→ What is being asked:
Scale the records starting with the line that contains "Locate the packaged" and going on through the line that contains "[340, 65, 368, 112]", both included, and give only those lines, requests included. Multiply every bounding-box coordinate in the answers by 0.8 and round to whole numbers, halves up, leaving the requests and their format samples unchanged.

→ Extracted information:
========================================
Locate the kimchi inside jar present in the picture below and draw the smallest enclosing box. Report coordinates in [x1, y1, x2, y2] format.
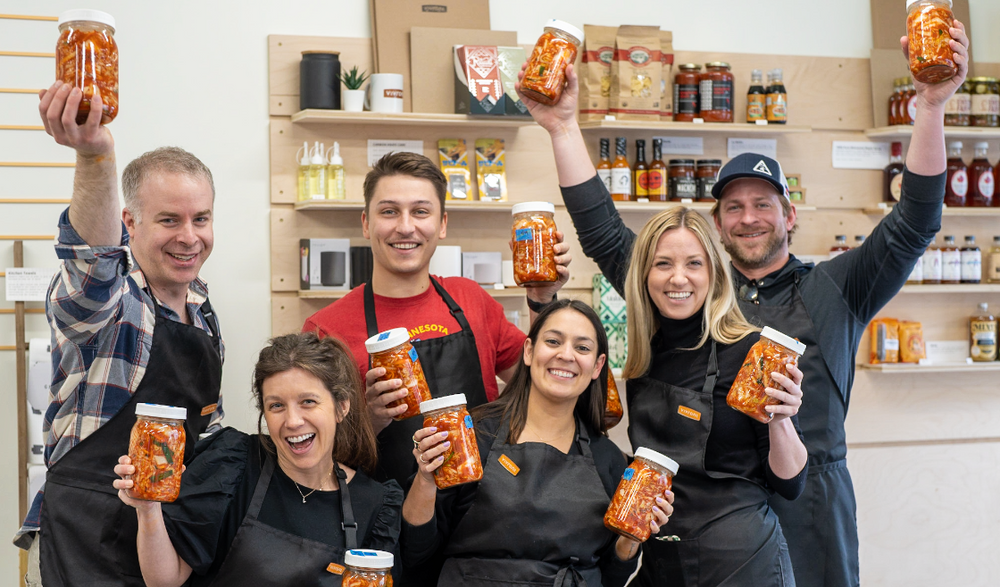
[128, 404, 187, 502]
[604, 447, 679, 542]
[365, 328, 431, 420]
[726, 326, 806, 424]
[906, 0, 958, 84]
[340, 549, 394, 587]
[510, 202, 559, 286]
[521, 19, 583, 106]
[56, 10, 118, 124]
[420, 393, 483, 489]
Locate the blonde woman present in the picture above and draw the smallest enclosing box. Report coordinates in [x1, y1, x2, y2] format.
[522, 67, 807, 587]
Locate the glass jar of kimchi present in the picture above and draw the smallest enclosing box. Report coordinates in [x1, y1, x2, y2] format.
[365, 328, 431, 420]
[604, 447, 679, 542]
[521, 19, 583, 106]
[128, 404, 187, 502]
[340, 549, 393, 587]
[510, 202, 559, 286]
[56, 10, 118, 124]
[420, 393, 483, 489]
[906, 0, 958, 84]
[726, 326, 806, 424]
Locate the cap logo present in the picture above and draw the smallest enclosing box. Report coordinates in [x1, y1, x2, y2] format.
[753, 159, 774, 177]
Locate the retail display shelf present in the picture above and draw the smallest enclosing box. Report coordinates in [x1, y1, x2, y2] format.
[292, 109, 535, 128]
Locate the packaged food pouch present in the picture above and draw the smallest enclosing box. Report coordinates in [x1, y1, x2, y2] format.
[577, 24, 618, 120]
[899, 320, 927, 363]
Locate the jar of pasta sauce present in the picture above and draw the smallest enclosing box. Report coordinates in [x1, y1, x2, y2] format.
[56, 9, 118, 124]
[906, 0, 958, 84]
[128, 404, 187, 502]
[726, 326, 806, 424]
[365, 328, 431, 420]
[420, 393, 483, 489]
[510, 202, 559, 286]
[340, 549, 394, 587]
[604, 447, 679, 542]
[698, 61, 733, 122]
[521, 19, 583, 106]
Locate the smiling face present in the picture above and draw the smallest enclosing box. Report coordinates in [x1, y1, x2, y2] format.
[715, 178, 795, 276]
[262, 368, 350, 479]
[646, 227, 712, 320]
[524, 308, 605, 402]
[361, 175, 448, 278]
[122, 172, 215, 292]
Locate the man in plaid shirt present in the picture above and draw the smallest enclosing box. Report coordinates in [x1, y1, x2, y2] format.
[15, 82, 223, 586]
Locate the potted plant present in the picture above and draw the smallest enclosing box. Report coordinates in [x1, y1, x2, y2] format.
[340, 65, 368, 112]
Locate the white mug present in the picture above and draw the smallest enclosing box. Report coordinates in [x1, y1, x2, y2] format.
[365, 73, 403, 112]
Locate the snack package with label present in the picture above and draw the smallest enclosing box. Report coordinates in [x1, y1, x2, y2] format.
[899, 320, 927, 363]
[476, 139, 507, 202]
[438, 139, 472, 200]
[869, 318, 899, 365]
[454, 45, 508, 116]
[577, 24, 618, 120]
[608, 25, 673, 121]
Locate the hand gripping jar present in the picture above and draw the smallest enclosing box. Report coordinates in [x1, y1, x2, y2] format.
========================================
→ Task response:
Locate the packaged food pouch present in the picture above and draw the smallest enclosing box. Report coordinates in [x1, y1, x2, y2] format.
[462, 19, 494, 96]
[719, 256, 742, 290]
Locate the jar of pasta sauce present in the picture above and draw the smallest enclosing box. Report coordinates in [x1, y1, x2, y2] format.
[45, 7, 94, 99]
[725, 0, 766, 67]
[102, 323, 150, 402]
[581, 261, 645, 339]
[292, 262, 345, 336]
[336, 314, 386, 391]
[408, 162, 447, 229]
[272, 439, 315, 470]
[483, 358, 543, 434]
[558, 49, 586, 98]
[417, 15, 466, 85]
Locate the smiling face present in the picture above and draw the smallest enclosing box. Report coordinates in [x1, y1, x2, y2] format.
[572, 142, 636, 221]
[210, 294, 280, 383]
[517, 182, 570, 256]
[419, 246, 484, 322]
[289, 140, 358, 222]
[98, 138, 172, 234]
Locate the man in plaid shirt present in the picture above and draw the smallest enclosing box. Report coordinates in [x1, y1, x2, y2] format.
[12, 66, 178, 469]
Locate the potted plant present in the picture above and draw the smallest enclosing box. Report coordinates in [x1, y1, x2, y2] format.
[272, 52, 294, 90]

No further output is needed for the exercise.